Problem description :: Print, exactly as given, each line of the data from the line containing "Annotate the grass patch" up to and including its last line.

Dataset records ::
+++
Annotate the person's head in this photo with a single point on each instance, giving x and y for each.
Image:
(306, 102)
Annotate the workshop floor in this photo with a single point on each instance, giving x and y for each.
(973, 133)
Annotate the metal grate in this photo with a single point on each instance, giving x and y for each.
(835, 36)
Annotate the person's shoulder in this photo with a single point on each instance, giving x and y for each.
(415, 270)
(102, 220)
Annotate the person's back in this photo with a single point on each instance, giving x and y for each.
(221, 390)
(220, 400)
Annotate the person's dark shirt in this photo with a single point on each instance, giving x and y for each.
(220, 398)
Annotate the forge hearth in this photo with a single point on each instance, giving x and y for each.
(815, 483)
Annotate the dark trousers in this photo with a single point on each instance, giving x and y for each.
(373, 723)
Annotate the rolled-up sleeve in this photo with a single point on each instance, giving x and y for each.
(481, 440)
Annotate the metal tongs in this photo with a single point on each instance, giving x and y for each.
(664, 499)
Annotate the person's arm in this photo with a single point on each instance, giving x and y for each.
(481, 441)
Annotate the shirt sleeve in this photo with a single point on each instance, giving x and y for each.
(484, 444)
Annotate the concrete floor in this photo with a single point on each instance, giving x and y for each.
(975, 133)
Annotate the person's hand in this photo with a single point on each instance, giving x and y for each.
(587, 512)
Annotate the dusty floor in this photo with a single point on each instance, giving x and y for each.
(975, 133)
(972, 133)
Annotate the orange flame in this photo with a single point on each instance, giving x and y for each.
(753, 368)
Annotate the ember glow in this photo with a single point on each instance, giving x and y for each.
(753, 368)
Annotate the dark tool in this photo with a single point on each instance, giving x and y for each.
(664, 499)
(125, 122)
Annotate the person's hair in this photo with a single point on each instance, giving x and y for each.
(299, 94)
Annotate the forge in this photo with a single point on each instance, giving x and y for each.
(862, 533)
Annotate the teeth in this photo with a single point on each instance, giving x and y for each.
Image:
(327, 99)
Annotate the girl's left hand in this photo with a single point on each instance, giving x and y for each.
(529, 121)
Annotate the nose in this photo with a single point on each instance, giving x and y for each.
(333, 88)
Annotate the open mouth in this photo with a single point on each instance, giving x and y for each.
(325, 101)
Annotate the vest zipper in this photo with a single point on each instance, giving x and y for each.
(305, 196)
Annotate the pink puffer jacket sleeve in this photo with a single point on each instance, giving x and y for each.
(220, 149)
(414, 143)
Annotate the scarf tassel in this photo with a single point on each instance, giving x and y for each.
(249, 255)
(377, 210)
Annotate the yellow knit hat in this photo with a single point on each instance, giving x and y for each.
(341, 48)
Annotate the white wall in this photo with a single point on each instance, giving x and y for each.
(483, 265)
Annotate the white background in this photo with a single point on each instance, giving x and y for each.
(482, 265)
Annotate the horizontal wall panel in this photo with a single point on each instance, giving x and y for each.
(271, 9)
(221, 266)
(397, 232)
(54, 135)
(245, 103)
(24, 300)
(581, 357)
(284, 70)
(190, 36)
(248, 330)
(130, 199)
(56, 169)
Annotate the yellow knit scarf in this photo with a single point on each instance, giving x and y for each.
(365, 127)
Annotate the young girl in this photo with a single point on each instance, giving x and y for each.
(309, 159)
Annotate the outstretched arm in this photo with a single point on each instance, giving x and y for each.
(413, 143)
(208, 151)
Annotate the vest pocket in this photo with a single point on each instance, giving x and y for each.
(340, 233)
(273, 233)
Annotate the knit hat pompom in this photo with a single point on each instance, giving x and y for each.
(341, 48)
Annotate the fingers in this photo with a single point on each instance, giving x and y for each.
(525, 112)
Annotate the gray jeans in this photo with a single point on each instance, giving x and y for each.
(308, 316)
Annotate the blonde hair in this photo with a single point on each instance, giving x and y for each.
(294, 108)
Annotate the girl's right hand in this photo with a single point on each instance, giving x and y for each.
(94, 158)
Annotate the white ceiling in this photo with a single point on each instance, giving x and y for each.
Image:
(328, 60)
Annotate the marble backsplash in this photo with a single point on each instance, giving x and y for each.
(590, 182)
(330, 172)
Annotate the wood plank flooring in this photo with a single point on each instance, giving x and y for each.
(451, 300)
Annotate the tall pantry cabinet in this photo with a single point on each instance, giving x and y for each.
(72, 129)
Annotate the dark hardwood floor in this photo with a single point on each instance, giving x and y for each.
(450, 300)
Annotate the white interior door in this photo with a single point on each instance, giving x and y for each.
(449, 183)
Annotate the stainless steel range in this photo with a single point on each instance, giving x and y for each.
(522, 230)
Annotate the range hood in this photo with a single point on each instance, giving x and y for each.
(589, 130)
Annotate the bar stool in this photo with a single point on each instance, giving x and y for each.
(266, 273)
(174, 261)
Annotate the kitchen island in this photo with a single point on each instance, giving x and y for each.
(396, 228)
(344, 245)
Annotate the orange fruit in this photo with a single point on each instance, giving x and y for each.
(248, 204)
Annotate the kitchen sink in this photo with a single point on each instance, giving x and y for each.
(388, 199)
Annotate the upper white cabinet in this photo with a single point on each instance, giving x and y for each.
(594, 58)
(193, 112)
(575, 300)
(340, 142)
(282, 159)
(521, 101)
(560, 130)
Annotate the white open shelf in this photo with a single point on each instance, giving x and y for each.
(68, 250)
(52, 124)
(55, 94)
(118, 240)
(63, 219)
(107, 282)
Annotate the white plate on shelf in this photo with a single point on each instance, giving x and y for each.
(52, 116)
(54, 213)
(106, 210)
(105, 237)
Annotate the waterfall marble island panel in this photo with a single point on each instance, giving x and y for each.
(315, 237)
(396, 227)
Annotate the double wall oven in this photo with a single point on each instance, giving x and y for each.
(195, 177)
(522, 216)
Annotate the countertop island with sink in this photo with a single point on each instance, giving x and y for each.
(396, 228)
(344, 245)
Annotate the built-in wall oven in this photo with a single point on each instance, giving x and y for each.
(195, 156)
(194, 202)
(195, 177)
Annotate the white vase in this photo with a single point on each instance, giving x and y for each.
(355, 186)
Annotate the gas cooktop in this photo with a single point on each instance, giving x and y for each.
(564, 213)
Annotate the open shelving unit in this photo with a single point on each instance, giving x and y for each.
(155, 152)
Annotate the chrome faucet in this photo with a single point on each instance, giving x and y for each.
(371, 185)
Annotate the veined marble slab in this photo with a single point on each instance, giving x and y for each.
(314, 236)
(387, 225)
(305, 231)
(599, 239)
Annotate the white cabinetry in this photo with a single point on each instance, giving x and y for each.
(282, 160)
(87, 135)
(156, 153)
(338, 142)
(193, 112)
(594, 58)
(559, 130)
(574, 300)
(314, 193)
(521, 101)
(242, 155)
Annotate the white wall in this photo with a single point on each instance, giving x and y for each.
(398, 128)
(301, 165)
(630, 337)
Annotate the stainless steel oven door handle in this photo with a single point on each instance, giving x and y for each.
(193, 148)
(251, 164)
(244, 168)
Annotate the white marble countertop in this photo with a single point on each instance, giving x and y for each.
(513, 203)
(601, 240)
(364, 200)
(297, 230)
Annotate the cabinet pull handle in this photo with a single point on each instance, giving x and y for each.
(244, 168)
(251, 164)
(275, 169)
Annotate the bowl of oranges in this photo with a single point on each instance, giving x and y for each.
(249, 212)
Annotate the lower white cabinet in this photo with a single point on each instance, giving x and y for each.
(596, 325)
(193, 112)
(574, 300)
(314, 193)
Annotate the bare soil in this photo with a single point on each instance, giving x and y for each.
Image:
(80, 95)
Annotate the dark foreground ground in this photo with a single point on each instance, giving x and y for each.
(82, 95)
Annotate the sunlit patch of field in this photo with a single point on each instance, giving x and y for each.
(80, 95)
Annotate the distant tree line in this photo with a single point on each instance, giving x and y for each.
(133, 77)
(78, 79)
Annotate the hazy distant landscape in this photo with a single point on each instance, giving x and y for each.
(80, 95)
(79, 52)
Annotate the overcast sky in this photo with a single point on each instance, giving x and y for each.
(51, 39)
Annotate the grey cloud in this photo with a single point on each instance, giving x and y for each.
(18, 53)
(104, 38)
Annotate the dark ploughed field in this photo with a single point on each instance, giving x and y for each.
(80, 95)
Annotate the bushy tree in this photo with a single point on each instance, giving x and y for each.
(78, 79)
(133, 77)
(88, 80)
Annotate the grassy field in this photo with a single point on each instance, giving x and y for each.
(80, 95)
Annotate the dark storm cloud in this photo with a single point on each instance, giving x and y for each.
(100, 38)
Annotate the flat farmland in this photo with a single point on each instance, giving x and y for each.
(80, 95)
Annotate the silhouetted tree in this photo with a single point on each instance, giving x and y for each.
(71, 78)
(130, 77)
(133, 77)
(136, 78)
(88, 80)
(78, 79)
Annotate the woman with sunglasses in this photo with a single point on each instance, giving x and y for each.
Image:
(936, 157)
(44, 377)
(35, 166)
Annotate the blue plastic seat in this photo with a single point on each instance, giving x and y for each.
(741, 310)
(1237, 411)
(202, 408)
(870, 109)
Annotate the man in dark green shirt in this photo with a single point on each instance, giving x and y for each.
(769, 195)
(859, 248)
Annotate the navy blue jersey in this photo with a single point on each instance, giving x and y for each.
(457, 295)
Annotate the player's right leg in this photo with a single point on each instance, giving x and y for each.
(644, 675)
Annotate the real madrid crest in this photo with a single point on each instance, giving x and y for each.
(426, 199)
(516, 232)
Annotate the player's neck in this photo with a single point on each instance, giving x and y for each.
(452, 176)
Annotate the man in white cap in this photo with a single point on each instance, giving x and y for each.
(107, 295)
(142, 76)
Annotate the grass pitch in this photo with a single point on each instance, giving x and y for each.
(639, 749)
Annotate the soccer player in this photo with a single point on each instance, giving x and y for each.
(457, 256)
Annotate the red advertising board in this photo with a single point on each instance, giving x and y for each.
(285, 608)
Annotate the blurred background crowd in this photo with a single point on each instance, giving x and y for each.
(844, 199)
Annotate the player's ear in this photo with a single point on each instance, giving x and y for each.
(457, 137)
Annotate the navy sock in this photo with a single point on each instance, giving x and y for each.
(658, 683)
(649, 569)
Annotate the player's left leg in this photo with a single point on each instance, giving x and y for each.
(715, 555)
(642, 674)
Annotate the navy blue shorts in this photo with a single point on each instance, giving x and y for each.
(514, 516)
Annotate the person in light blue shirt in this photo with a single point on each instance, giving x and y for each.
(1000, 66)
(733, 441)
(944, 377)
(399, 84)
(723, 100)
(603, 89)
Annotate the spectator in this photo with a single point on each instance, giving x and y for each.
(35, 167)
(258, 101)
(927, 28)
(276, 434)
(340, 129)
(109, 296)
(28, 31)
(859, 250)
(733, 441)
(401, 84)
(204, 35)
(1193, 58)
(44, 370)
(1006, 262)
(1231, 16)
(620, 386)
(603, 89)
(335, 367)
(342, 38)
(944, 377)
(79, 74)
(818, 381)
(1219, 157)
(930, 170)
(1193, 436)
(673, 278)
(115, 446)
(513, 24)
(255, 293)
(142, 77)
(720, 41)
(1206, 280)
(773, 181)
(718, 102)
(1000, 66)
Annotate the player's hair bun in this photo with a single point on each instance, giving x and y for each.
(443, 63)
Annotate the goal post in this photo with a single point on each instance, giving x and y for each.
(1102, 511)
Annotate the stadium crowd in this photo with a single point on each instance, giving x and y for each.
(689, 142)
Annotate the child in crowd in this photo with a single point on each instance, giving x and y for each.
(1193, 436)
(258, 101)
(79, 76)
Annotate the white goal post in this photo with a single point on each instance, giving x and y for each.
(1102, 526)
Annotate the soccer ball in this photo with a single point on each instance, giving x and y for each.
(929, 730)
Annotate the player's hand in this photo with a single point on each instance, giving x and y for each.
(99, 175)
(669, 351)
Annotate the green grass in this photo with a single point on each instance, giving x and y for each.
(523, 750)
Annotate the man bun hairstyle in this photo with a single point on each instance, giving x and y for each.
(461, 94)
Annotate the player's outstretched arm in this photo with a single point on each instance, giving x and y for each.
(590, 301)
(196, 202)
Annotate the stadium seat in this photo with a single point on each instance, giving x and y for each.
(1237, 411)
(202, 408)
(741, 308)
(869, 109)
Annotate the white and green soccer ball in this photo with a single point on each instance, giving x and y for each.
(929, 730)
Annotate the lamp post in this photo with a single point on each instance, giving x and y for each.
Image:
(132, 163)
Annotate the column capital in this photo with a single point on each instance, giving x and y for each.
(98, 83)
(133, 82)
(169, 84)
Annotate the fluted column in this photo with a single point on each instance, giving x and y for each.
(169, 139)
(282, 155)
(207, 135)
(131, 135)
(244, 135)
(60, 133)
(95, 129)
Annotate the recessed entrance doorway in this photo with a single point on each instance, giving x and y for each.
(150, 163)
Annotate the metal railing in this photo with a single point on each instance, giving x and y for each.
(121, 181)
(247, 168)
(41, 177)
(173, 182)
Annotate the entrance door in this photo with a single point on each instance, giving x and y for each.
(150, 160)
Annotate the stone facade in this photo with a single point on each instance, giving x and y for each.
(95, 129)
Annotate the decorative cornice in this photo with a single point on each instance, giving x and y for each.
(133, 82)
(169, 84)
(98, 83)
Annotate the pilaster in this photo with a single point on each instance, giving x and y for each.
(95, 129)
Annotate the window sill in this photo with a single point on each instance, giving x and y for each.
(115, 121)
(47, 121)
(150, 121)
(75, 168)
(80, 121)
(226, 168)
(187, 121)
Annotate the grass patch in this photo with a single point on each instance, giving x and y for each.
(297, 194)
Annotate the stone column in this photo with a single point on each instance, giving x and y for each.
+++
Your solution ::
Annotate the grass patch in this photo with a single point on each instance, giving x and y for each.
(297, 194)
Annotate the stone column in this photo with a single point on each instance, giving x and y for each.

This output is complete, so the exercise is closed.